> **GOAL**: Find every line in the rows below that contains the word "Give", and copy each such line in full.

****************

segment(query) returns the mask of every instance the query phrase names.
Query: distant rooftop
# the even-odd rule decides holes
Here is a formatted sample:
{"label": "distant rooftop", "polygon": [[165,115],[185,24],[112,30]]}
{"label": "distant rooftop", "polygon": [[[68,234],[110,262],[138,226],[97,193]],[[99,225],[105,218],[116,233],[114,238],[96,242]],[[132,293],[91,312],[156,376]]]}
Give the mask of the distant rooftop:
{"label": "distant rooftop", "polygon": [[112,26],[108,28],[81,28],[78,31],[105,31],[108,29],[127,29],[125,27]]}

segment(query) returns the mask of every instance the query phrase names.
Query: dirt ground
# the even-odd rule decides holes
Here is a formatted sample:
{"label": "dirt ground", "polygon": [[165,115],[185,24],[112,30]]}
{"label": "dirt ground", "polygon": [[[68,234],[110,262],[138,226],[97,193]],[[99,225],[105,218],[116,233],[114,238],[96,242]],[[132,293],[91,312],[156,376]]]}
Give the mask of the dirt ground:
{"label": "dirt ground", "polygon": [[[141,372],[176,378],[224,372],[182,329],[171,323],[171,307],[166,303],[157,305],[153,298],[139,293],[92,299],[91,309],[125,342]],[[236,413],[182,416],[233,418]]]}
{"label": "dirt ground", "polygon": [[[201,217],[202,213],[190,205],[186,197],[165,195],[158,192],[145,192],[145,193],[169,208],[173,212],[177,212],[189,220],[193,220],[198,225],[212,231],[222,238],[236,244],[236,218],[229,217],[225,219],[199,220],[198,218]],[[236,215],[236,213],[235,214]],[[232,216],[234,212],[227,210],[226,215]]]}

****************

> **EXERCISE SOLUTION**:
Give the mask of the distant rooftop:
Give the mask of the dirt ground:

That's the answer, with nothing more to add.